▸ SUPPLIED INFORMATION:
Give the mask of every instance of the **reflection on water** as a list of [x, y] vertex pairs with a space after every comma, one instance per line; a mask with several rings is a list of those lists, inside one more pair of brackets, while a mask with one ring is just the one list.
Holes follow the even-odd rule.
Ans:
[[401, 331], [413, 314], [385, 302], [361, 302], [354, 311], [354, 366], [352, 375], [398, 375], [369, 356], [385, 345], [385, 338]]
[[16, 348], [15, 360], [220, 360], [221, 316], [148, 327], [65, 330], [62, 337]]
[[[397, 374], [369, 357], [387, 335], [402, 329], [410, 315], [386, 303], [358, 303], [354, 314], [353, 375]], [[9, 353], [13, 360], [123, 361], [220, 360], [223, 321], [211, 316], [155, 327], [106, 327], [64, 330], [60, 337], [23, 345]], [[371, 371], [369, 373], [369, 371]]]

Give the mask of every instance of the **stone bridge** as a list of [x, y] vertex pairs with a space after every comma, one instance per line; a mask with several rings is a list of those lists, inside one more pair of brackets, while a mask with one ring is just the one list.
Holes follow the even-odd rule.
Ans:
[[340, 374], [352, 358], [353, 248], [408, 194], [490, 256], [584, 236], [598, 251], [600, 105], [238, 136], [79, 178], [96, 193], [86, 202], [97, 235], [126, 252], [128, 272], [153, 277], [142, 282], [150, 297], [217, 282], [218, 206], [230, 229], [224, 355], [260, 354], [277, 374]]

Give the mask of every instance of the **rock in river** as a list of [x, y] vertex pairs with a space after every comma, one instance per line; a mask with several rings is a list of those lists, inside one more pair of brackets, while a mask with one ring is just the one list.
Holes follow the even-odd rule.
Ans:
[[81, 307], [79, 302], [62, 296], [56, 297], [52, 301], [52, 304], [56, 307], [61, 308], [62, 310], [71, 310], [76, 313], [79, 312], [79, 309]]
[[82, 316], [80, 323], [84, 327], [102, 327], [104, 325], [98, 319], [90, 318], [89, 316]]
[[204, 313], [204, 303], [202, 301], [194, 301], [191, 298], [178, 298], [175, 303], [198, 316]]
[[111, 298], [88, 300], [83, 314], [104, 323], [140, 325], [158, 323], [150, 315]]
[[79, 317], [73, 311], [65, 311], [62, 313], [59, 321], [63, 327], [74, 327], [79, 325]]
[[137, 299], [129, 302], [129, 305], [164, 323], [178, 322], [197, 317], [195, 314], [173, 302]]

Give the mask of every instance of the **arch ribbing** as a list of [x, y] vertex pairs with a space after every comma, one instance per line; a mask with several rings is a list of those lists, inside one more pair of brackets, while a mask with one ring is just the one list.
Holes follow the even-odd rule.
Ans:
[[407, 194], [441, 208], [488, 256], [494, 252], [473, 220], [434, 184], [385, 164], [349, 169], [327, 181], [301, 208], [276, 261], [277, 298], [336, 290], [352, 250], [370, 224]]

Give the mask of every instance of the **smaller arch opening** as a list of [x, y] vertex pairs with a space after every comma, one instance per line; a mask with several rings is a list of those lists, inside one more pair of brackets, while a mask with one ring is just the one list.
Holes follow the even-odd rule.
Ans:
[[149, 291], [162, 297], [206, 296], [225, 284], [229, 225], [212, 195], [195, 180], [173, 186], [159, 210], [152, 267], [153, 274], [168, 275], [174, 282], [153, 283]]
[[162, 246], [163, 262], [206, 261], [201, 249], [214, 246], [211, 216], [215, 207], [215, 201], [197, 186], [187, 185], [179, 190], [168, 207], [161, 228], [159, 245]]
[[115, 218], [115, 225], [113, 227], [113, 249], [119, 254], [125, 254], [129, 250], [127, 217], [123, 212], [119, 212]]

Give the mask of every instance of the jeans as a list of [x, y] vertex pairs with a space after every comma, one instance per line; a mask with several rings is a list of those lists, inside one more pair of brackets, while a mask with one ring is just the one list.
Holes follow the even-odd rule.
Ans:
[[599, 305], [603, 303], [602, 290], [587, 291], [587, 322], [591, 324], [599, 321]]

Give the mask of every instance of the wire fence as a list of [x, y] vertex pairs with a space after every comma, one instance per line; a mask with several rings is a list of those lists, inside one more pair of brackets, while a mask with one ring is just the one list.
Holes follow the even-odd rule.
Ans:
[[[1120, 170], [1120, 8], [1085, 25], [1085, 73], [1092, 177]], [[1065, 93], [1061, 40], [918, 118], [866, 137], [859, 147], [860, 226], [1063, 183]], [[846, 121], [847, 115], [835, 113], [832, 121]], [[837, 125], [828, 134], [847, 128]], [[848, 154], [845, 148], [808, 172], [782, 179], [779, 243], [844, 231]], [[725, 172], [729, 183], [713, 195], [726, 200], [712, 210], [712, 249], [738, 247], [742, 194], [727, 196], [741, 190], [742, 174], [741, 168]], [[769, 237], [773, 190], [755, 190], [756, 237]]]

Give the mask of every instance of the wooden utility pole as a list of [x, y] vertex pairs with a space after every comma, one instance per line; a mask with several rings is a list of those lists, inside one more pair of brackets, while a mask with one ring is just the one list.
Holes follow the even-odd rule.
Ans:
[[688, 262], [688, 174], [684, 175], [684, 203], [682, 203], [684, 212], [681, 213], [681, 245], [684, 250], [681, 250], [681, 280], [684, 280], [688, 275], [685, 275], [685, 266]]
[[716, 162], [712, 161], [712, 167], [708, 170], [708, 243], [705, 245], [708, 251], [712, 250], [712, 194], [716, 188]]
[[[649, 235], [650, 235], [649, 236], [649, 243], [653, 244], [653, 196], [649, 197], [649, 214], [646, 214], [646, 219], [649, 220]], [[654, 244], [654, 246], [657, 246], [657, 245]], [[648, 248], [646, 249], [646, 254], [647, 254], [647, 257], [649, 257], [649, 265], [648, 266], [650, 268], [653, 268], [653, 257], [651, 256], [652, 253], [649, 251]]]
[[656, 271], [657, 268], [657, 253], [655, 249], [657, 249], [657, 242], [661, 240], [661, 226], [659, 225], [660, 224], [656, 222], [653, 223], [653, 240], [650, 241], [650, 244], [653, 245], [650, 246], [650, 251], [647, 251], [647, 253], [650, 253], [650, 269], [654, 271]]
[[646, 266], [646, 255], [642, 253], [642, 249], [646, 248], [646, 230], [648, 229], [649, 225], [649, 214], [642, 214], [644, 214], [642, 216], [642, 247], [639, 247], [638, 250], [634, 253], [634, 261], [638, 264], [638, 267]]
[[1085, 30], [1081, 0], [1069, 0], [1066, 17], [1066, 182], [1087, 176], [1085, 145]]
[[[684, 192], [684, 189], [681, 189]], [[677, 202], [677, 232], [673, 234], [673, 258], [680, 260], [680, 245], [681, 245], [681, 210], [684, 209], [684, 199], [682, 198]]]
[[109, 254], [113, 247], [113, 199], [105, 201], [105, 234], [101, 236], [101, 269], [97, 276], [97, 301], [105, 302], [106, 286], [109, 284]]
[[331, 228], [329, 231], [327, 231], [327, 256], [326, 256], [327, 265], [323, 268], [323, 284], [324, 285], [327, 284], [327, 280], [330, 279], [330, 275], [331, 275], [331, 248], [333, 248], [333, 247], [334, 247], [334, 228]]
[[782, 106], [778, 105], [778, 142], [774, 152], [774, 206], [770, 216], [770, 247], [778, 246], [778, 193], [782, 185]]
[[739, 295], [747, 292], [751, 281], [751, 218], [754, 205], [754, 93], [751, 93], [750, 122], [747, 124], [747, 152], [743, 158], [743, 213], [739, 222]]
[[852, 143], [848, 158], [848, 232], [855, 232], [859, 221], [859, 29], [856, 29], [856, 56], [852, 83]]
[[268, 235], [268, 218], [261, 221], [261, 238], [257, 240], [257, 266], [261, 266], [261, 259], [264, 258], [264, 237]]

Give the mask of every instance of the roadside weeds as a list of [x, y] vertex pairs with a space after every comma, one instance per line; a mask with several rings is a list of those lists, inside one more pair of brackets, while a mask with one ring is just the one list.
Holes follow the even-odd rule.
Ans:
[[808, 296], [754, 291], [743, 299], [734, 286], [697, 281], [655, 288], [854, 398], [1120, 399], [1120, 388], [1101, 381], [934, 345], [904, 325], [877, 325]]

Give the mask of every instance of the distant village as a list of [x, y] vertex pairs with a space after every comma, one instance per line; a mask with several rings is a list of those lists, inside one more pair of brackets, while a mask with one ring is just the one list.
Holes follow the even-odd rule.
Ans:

▸ EXERCISE GOAL: Which of the lines above include the word "arch"? List those lines.

▸ RESPONSE TO THIS TASK:
Give the mask of every instance of the **arch ribbing** as a list of [x, y] vertex pairs with a space after every comma, one instance per line; a mask with several rings is a list of those lists, inside one more pair of brackets, while a mask with one ring is just the one list.
Give the mask of every instance of the **smaller arch opening** as a list of [x, y] vertex pairs with a space after every comma, one instance per line; a mask with several rings is a list of those lists, inside one more pair of brackets, while a mask with one ring is just the one list.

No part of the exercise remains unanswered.